Start of Information given
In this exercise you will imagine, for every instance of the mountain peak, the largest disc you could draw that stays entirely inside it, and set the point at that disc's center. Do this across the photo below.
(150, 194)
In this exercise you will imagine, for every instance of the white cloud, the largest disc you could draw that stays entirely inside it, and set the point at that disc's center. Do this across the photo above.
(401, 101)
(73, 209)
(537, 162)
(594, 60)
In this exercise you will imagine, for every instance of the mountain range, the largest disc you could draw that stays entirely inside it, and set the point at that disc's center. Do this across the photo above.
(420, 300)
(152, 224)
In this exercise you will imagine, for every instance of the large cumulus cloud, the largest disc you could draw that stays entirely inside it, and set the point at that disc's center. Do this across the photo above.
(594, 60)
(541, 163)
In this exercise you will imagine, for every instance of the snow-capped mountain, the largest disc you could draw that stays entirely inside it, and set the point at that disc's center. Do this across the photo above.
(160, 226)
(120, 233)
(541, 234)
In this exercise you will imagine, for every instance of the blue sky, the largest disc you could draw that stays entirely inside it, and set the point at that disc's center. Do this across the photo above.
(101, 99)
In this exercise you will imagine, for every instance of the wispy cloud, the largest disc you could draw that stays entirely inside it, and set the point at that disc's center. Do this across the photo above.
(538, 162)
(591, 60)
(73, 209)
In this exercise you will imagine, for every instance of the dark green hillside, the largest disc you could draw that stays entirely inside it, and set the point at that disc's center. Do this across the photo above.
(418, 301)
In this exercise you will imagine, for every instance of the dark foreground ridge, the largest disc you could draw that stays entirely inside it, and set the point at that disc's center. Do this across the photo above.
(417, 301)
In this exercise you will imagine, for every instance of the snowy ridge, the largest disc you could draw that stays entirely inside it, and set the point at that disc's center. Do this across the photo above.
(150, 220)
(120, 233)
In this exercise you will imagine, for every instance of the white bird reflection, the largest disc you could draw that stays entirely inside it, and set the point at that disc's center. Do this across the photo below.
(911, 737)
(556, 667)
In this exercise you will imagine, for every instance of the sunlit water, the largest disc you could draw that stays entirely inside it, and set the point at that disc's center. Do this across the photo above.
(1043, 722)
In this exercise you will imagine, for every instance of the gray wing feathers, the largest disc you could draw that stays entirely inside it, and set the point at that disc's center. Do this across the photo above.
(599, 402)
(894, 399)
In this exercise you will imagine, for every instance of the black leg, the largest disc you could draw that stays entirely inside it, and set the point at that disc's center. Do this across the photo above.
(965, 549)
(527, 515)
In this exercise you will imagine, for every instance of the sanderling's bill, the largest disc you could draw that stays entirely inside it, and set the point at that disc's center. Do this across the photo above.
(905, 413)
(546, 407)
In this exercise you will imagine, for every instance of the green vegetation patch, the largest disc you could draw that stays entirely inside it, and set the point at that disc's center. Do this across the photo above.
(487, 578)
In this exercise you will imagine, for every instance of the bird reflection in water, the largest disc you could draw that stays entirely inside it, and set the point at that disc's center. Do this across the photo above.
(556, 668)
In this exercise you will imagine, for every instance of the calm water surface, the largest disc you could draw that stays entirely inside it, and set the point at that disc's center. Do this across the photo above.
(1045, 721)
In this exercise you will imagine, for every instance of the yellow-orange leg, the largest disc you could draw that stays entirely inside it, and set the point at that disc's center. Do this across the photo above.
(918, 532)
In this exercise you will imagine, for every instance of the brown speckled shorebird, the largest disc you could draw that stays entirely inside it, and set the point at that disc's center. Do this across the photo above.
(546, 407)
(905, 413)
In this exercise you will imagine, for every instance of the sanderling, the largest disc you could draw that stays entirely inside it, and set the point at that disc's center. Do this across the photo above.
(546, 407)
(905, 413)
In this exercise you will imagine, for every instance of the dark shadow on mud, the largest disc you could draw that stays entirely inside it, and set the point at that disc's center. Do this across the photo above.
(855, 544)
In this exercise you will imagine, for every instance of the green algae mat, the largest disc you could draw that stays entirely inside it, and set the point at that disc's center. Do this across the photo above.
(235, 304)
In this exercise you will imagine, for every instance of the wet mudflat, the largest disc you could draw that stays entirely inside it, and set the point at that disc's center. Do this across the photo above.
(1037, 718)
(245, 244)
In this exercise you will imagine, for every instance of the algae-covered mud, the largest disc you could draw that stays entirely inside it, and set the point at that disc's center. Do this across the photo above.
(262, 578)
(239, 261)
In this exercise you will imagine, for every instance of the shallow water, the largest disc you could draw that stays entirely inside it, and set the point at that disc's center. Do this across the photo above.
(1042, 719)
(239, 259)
End of Information given
Start of Information given
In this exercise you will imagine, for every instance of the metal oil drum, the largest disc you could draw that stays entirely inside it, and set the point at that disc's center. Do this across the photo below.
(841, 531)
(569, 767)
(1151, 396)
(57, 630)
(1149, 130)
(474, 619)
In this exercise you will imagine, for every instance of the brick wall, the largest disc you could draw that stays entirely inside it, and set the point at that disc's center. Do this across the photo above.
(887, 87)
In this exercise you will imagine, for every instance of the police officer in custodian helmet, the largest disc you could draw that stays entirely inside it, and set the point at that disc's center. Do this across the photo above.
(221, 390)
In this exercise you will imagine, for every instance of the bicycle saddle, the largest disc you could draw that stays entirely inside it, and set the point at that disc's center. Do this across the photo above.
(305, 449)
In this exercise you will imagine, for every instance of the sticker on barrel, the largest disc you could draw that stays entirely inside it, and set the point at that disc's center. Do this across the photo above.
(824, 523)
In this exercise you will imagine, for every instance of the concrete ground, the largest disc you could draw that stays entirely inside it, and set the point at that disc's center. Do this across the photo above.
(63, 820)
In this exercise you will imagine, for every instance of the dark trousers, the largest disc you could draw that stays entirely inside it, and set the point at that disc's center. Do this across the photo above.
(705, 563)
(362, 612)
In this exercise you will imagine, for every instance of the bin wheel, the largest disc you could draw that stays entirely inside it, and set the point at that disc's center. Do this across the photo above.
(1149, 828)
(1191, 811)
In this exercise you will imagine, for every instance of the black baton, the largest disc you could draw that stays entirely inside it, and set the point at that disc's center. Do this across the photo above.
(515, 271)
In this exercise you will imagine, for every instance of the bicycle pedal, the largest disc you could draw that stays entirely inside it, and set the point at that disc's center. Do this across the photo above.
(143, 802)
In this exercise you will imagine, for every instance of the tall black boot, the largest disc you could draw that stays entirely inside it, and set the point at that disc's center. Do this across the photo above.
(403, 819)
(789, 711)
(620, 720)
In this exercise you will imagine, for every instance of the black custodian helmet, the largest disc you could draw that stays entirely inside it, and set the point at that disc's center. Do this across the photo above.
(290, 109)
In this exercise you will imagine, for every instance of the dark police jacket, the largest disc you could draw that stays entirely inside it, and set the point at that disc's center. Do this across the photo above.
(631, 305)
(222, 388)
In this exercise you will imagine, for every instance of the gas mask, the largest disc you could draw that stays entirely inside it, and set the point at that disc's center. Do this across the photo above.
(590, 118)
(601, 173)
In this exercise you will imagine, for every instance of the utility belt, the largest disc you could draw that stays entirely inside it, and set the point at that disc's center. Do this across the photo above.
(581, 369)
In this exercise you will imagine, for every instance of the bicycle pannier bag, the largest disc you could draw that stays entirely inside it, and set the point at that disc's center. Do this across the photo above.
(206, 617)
End of Information given
Select each line of the records above that contains the word "custodian" and copy those lines out in full.

Exercise solution>
In this exercise you will imagine, for every instance of the police officer in custodian helmet, the largest disc you could draw that stays entirely inside it, and set the point at that disc's center. Do this across the photo above.
In this exercise you will imagine, for every instance of the black custodian helmet, the largest disc you could draw that stays entirely inside it, and set the point at that disc's center. Do this across the photo above.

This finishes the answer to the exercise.